Copy each line of the records that includes "below".

[Referring expression data]
━━━━━━━━━━
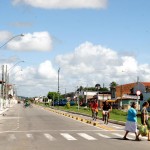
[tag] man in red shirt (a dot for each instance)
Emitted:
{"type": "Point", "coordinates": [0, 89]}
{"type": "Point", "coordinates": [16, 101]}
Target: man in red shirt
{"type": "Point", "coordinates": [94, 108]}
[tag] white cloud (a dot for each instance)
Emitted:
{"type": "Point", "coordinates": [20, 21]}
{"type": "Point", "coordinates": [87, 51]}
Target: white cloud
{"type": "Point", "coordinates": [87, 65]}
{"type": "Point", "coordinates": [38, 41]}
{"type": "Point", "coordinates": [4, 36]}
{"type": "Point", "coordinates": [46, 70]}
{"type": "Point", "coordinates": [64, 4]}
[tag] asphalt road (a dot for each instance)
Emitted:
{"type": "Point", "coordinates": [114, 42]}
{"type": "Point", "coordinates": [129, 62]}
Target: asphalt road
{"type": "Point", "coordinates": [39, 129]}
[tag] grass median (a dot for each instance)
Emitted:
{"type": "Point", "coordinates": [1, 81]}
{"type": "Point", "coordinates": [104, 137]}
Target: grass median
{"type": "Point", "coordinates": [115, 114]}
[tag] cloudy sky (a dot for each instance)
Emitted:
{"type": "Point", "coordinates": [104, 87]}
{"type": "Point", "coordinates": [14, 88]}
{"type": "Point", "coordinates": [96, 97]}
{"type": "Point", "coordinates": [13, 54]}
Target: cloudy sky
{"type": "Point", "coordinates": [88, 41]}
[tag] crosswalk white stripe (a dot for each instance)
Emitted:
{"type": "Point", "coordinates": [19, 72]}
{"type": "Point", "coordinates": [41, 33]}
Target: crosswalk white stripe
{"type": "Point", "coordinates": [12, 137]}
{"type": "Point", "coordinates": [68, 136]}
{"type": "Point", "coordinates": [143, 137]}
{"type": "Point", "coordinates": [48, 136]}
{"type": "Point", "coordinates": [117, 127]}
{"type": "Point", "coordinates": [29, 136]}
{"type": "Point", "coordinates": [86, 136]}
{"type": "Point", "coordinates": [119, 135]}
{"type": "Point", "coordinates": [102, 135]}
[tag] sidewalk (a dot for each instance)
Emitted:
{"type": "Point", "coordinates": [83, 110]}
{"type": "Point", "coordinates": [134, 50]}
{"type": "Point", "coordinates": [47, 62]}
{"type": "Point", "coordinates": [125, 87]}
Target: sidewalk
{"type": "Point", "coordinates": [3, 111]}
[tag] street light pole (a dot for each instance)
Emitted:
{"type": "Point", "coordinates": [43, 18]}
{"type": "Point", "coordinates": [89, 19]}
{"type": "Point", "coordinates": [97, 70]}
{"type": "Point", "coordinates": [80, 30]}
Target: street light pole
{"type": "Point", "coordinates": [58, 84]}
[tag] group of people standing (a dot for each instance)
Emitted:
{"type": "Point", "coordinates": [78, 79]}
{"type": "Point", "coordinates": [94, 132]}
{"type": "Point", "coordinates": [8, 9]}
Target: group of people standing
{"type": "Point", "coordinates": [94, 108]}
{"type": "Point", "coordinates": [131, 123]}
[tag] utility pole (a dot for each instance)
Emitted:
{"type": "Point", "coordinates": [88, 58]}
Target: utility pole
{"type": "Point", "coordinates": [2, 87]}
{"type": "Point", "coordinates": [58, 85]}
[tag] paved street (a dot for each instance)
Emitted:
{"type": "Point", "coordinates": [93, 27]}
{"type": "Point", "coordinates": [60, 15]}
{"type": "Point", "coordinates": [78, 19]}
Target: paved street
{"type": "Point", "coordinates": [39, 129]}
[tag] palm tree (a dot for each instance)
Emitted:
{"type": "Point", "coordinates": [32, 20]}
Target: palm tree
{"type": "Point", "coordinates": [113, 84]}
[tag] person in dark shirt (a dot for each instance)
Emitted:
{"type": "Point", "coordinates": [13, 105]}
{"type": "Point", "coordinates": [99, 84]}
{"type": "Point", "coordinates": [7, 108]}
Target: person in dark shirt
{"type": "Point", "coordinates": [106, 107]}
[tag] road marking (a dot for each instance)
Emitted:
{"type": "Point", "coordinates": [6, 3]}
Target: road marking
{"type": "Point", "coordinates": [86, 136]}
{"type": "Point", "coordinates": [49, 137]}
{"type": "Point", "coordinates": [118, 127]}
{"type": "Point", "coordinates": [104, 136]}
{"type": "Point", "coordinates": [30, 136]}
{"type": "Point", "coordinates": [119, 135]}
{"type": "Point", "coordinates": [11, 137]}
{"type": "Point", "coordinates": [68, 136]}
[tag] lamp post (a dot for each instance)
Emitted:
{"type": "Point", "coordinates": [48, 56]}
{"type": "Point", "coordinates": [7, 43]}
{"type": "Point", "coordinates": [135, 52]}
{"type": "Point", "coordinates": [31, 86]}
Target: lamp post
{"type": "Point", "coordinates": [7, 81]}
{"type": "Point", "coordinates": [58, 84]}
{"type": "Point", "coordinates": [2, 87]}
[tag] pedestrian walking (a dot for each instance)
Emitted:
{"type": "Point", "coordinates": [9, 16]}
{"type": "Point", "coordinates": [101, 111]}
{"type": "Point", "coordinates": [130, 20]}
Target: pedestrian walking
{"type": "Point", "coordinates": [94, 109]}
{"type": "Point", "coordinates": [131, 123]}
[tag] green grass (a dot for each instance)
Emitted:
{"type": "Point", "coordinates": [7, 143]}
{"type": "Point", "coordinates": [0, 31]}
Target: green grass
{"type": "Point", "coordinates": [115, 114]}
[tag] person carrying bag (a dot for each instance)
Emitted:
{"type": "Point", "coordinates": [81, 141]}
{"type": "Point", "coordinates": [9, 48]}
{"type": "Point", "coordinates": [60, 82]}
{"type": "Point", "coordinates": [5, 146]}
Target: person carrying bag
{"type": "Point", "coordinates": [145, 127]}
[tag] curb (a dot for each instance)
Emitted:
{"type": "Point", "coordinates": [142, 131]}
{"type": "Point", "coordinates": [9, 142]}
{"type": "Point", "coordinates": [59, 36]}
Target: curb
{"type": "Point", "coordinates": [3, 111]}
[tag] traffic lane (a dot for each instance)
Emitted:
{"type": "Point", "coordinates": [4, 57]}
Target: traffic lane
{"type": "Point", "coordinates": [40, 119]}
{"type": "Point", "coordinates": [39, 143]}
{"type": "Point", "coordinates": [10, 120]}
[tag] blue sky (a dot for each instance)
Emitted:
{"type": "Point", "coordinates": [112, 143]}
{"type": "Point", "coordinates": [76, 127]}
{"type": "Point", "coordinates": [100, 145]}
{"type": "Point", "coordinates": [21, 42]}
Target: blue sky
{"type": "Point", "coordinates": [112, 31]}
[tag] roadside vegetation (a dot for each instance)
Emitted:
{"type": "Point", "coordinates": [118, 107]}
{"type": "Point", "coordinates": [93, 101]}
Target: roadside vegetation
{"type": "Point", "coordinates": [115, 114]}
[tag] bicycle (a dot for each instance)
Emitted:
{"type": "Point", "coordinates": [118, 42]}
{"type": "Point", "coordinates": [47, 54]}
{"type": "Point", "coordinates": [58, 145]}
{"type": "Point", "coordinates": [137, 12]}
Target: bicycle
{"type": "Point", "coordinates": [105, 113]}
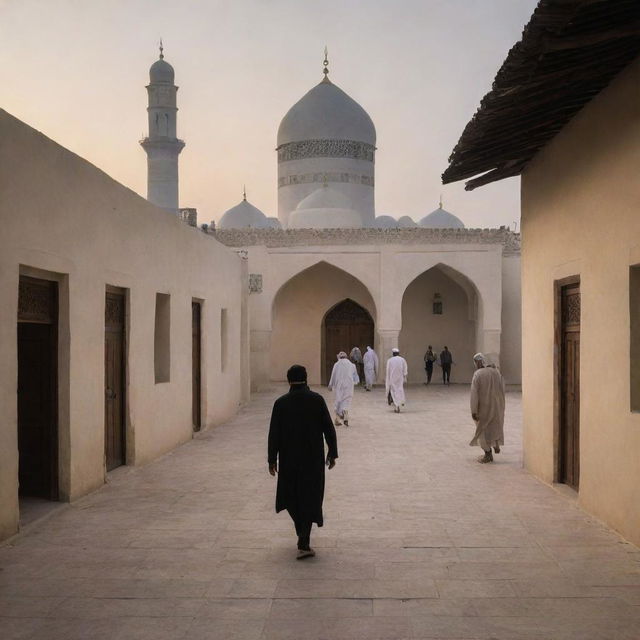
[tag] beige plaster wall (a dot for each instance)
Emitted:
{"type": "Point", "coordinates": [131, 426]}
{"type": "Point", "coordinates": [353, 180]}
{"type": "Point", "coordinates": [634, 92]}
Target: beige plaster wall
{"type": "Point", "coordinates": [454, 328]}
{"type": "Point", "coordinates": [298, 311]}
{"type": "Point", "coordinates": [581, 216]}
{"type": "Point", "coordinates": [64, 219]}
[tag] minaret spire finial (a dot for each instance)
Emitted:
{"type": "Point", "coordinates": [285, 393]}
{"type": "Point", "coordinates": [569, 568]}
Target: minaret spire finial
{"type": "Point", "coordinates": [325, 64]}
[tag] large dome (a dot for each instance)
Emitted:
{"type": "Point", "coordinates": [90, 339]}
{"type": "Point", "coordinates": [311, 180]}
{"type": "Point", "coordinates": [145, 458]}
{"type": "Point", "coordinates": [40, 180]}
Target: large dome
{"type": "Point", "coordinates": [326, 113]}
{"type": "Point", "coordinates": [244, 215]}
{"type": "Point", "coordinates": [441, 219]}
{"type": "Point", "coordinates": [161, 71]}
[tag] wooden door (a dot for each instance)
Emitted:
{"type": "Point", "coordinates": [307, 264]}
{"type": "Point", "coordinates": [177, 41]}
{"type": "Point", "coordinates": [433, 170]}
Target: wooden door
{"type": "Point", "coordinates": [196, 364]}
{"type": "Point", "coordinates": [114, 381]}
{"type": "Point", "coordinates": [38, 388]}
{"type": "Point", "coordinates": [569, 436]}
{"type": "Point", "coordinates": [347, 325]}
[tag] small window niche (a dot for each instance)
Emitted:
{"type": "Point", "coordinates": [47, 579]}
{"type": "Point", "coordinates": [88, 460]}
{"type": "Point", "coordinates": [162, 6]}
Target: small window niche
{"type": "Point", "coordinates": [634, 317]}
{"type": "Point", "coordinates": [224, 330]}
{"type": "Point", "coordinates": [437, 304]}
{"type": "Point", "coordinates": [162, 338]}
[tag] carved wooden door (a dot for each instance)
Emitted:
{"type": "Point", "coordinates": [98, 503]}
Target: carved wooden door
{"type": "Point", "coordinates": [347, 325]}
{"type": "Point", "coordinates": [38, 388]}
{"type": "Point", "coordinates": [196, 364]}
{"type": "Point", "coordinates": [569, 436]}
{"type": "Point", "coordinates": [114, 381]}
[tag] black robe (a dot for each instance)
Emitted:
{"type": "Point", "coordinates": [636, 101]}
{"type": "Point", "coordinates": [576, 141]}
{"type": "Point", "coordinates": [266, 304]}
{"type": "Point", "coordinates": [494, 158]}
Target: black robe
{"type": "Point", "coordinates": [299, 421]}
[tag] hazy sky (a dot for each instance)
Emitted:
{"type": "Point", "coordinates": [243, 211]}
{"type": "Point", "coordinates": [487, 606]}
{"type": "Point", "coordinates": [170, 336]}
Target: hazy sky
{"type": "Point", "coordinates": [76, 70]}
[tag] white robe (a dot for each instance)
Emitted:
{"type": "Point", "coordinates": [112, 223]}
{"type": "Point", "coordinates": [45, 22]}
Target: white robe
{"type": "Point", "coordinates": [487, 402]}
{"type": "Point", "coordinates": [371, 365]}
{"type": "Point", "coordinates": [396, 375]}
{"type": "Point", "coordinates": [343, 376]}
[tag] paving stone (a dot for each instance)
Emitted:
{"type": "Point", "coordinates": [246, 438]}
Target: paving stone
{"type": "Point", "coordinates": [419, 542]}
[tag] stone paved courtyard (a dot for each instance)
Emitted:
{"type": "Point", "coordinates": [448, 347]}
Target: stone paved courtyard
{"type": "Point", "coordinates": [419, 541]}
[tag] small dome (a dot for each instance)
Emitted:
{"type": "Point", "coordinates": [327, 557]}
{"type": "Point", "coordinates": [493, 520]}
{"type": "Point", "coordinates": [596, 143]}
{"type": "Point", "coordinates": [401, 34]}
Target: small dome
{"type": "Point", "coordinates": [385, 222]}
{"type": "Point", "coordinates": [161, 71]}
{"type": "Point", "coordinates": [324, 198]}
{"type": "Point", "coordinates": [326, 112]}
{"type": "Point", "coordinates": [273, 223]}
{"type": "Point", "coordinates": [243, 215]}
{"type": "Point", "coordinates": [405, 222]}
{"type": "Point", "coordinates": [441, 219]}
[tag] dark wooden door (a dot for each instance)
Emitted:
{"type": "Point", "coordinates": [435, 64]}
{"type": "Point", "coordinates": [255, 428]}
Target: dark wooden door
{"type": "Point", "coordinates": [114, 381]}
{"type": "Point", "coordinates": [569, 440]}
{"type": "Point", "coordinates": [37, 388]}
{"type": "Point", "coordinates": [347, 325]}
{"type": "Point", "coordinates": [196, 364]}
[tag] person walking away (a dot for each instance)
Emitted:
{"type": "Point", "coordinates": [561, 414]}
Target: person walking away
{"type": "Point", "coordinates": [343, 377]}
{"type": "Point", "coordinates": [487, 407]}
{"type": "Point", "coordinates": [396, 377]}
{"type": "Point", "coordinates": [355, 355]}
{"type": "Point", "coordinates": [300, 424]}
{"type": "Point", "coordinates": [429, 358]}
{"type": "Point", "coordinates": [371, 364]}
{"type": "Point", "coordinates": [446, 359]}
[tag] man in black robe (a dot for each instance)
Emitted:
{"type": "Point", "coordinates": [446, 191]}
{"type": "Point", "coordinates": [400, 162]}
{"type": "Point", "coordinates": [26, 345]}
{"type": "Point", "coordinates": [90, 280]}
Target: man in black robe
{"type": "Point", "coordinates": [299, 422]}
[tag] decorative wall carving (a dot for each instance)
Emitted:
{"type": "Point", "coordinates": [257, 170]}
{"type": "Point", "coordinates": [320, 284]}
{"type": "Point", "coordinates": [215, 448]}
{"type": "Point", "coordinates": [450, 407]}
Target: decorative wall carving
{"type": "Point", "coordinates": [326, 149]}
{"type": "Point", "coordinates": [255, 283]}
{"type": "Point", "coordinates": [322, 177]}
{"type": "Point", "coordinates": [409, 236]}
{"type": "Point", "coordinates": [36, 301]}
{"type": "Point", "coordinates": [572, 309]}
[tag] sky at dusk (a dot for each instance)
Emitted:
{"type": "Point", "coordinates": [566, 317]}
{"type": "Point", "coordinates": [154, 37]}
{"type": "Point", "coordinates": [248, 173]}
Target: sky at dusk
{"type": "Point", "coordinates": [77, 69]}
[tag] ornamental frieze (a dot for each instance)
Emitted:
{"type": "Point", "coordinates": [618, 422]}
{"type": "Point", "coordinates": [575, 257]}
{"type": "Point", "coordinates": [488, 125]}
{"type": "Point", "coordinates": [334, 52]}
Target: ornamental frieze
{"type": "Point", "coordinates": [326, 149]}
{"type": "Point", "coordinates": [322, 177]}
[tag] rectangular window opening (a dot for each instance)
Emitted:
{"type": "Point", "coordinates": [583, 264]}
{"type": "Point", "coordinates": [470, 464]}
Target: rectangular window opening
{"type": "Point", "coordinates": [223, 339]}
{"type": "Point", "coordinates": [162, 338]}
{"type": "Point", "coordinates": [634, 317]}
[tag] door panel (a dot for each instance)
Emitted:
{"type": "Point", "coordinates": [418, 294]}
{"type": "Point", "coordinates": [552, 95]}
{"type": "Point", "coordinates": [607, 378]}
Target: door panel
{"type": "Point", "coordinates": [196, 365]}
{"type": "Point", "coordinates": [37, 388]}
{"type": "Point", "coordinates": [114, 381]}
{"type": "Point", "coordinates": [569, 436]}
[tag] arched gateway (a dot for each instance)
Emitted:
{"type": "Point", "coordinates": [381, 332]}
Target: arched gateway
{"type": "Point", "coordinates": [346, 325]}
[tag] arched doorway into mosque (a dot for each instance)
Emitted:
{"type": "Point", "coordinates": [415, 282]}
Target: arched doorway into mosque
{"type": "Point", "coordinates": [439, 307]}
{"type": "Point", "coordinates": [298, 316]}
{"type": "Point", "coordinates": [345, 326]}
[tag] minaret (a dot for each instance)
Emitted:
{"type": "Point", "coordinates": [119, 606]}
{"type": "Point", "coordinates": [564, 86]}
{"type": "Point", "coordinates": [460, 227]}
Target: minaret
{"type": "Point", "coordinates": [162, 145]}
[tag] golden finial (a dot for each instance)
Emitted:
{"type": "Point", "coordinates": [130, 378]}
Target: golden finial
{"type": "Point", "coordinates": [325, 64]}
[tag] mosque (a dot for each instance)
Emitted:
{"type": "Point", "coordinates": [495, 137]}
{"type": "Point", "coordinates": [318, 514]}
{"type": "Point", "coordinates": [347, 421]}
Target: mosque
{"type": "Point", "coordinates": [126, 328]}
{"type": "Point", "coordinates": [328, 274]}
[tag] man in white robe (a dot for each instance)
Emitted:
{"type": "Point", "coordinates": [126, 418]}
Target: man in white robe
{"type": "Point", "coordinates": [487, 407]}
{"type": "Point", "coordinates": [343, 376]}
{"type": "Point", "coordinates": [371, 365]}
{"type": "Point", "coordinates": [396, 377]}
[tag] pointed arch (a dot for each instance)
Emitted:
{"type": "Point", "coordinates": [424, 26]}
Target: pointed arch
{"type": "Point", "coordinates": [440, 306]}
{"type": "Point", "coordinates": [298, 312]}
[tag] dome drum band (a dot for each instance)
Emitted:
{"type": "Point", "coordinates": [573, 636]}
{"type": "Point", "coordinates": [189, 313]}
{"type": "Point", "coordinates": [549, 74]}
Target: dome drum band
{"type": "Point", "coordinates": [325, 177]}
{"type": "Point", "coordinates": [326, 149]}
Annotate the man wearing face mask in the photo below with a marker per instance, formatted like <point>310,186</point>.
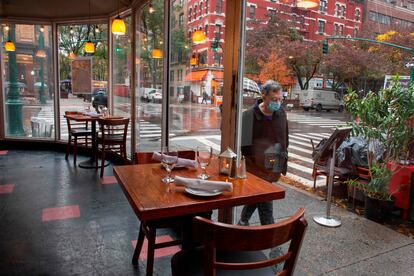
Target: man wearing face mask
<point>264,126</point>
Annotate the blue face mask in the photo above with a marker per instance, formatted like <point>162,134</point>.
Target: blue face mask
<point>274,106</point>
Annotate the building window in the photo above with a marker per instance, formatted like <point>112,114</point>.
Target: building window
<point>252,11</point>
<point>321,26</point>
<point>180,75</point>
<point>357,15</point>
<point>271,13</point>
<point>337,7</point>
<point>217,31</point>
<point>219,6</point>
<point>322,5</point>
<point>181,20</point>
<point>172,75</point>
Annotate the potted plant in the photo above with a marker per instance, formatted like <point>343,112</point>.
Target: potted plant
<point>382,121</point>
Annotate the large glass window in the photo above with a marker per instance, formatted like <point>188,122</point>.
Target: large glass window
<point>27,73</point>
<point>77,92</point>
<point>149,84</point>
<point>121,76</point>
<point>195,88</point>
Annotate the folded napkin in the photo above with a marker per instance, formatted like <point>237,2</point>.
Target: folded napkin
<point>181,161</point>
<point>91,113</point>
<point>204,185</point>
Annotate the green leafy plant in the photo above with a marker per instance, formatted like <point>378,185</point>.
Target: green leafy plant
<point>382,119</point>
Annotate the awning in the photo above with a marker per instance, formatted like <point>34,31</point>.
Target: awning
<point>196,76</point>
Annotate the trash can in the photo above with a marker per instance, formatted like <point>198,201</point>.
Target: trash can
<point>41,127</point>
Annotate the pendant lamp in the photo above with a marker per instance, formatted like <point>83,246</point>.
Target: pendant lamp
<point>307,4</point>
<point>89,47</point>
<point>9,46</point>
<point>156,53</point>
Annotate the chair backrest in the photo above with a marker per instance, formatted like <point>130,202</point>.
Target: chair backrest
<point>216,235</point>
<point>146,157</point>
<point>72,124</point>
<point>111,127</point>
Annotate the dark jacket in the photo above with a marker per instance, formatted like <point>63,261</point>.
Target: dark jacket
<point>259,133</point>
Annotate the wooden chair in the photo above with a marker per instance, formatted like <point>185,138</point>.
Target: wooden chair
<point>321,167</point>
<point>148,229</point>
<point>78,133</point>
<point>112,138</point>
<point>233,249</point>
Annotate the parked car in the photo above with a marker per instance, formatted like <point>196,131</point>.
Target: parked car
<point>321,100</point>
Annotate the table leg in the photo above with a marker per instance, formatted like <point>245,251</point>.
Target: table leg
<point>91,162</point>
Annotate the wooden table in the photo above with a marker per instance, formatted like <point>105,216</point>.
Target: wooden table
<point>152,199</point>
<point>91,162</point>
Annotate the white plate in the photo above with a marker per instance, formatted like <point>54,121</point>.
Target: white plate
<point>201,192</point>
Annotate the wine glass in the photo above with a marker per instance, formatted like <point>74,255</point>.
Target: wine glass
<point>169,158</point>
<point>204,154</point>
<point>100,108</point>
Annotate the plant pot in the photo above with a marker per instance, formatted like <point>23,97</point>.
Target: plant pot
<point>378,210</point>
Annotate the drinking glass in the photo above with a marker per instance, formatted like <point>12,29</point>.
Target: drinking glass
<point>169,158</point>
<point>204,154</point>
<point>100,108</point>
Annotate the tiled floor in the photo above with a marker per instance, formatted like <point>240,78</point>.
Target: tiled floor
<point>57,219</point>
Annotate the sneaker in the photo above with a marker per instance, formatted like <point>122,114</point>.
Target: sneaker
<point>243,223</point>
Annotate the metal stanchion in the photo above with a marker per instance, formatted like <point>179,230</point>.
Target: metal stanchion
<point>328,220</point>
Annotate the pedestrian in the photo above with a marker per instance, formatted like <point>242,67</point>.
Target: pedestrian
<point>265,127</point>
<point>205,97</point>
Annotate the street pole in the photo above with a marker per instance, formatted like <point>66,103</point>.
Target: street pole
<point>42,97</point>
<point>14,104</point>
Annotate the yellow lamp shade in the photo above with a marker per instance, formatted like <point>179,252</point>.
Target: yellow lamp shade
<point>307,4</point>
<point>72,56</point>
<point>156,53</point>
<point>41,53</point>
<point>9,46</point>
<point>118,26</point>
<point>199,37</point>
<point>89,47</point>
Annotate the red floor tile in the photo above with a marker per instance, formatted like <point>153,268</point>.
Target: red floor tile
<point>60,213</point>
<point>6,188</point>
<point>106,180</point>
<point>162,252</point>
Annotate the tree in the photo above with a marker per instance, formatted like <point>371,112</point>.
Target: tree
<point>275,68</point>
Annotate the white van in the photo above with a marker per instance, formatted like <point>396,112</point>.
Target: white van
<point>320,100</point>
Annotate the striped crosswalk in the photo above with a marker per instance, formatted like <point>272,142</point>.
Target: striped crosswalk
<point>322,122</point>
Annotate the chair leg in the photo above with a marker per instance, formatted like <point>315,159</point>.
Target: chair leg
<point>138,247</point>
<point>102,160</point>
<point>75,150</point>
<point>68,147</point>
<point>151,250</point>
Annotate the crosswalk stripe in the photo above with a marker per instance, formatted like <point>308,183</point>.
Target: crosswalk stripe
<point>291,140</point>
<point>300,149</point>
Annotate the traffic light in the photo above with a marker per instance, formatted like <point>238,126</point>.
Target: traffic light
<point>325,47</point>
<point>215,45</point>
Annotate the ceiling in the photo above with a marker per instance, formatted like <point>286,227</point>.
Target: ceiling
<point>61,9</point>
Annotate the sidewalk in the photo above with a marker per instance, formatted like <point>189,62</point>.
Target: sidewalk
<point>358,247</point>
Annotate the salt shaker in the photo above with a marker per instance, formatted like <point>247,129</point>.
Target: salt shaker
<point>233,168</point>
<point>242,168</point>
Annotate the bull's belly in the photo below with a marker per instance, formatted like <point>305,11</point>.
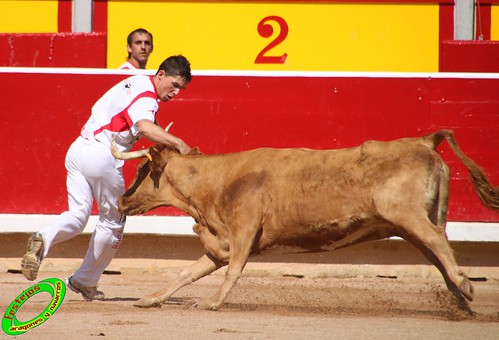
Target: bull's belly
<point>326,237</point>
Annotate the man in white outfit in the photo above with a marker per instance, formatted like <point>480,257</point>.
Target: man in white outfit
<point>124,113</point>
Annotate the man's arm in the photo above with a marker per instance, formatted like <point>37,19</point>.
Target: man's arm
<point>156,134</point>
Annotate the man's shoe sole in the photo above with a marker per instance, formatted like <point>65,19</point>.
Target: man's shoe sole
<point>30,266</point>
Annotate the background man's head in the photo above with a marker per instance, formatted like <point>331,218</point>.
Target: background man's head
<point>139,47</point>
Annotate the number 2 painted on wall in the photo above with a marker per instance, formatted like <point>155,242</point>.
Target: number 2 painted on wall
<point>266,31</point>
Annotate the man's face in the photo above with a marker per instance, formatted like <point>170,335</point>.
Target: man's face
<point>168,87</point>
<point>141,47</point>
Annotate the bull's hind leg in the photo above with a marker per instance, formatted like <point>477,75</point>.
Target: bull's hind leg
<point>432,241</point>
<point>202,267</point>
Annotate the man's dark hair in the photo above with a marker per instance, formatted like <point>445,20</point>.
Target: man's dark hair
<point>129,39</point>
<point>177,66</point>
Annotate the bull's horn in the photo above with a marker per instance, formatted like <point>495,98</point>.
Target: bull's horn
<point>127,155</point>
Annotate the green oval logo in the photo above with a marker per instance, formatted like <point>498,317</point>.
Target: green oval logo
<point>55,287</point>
━━━━━━━━━━
> [Task output]
Annotate the man wearing face mask in the photo below with a marker per instance, formatted like <point>310,186</point>.
Annotate the bull's belly in the photo below with a marker per instance, formatted like <point>305,11</point>.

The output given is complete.